### Exercise
Write each line exactly, from the line that holds "locate the pavement joint" through the final line of the material, and no other line.

── Record extracts

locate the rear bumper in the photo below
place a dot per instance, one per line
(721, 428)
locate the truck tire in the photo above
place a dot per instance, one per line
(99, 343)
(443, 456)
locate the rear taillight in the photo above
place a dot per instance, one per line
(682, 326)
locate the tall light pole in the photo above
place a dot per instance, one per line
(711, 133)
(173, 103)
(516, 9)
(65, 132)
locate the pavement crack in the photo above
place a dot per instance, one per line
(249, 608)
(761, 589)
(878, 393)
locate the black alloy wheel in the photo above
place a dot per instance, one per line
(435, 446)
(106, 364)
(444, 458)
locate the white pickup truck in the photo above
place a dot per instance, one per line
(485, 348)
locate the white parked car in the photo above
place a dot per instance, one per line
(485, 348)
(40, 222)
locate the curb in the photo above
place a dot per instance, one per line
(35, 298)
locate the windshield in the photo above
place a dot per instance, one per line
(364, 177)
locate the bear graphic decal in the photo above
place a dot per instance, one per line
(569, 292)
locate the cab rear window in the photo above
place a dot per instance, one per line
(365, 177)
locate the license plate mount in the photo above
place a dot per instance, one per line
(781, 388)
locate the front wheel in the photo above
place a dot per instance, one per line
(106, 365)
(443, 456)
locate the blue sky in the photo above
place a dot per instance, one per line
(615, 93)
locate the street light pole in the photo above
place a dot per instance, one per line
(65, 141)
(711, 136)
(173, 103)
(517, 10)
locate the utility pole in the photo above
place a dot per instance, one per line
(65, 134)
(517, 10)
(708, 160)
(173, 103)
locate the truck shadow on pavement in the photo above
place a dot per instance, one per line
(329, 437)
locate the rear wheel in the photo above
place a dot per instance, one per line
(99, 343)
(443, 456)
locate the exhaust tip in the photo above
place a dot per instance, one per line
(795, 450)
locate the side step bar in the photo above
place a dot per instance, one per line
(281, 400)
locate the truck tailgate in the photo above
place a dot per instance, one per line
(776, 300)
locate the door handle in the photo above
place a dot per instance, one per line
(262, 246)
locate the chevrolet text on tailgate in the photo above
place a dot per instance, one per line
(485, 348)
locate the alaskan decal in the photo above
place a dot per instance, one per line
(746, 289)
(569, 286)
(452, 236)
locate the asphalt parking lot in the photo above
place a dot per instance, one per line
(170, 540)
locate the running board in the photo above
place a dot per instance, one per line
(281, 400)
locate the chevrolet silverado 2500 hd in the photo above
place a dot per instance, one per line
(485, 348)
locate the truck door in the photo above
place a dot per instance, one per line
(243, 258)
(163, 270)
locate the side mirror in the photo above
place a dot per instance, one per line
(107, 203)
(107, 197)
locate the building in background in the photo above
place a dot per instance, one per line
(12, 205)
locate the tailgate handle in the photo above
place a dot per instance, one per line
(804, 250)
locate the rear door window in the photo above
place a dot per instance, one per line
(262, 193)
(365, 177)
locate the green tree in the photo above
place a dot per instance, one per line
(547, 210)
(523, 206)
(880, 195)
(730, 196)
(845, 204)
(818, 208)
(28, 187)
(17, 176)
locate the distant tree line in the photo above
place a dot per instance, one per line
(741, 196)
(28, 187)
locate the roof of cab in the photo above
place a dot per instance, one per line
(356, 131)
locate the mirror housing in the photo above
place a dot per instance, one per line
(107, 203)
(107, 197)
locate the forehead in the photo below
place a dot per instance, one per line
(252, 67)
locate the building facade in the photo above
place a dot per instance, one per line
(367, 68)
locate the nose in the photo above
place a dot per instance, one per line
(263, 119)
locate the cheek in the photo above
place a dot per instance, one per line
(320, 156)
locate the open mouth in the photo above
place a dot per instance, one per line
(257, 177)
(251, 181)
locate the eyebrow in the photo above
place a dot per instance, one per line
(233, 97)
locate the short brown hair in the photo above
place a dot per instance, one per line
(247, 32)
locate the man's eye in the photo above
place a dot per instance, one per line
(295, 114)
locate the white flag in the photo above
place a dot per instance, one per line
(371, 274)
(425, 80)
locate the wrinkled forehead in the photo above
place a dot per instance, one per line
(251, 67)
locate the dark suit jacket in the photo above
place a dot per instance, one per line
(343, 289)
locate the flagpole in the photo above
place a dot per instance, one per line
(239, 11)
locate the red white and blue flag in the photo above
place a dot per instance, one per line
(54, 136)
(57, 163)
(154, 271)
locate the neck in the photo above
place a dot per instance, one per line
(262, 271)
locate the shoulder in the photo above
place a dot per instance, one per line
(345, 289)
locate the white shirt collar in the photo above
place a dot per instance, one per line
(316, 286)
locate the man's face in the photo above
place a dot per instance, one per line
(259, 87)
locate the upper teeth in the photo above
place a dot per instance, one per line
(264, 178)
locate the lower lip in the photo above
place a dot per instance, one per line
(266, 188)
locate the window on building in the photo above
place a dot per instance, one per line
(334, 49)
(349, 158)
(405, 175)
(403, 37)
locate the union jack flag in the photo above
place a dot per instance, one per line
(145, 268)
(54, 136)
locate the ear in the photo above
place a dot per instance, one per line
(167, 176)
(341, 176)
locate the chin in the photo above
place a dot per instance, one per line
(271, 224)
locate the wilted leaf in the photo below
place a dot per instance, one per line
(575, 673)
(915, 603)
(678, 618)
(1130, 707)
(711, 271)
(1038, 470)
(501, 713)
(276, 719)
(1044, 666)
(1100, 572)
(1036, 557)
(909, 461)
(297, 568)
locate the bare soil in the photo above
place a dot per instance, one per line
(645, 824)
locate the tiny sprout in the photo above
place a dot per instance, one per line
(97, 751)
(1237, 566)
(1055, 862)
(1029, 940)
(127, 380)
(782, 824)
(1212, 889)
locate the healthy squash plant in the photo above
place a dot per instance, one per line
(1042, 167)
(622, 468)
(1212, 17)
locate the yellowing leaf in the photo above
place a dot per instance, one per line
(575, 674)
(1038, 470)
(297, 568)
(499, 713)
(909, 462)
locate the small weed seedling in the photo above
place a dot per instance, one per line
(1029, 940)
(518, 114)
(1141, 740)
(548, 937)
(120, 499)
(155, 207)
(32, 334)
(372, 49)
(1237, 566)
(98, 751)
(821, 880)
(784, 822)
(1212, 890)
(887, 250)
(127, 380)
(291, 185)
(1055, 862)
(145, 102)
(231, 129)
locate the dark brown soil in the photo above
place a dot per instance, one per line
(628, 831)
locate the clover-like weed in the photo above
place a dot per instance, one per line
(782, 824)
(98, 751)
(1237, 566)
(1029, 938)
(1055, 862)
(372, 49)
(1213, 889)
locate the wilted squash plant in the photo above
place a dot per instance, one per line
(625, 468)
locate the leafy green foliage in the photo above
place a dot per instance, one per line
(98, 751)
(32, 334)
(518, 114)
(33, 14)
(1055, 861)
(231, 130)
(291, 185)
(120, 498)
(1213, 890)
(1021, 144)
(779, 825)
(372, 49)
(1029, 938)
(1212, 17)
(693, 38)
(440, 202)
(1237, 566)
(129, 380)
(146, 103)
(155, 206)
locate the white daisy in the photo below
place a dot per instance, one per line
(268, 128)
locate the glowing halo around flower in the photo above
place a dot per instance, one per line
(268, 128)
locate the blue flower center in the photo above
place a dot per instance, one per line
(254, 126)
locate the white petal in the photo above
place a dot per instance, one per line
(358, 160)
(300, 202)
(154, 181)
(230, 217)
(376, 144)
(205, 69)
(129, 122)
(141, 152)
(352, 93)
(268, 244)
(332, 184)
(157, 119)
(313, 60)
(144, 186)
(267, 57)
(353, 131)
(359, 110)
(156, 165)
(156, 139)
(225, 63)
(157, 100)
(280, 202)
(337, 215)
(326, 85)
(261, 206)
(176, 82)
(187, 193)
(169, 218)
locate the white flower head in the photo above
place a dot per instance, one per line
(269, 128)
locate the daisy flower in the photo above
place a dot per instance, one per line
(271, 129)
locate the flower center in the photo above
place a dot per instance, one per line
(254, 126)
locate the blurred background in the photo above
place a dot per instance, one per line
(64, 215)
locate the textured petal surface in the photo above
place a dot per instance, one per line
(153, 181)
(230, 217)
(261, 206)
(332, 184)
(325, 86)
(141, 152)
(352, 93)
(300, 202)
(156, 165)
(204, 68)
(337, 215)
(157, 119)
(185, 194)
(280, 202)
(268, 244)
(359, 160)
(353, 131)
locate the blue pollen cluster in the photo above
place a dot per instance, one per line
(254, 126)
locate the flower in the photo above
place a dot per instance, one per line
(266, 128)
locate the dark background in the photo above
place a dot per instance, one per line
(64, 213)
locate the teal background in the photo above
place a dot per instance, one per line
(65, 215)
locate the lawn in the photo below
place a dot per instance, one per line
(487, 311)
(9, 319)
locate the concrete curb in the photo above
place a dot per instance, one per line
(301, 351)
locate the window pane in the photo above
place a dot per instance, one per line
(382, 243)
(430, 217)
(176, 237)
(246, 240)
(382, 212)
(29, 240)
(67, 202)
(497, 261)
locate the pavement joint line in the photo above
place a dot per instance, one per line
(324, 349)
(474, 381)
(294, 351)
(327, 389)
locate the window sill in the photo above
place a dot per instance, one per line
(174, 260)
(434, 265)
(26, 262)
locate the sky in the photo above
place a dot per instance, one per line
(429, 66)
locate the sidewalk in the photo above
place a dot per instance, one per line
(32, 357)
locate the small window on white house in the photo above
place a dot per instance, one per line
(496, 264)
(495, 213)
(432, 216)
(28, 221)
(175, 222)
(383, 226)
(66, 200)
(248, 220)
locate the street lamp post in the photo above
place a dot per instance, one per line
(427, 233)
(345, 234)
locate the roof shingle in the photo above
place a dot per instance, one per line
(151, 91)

────

### Response for this exercise
locate the pavement joint line in the photo above
place a dot per instance, one per line
(324, 349)
(474, 381)
(294, 351)
(327, 389)
locate the window sill in the photo above
place a dot per instance, one per line
(174, 260)
(434, 265)
(26, 262)
locate the sky in the photo above
place a dot per instance, one per line
(429, 66)
locate the sidewalk in the photo above
place a dot per instance, one per line
(32, 357)
locate the small window on white house in the photo above
place a dot per instance, one per line
(496, 264)
(495, 213)
(432, 216)
(28, 221)
(175, 222)
(383, 226)
(66, 200)
(248, 220)
locate the street lamp post in the photo above
place a dot per instance, one per line
(427, 233)
(345, 234)
locate the roof shingle in the photo above
place a dot per instance, one per line
(151, 91)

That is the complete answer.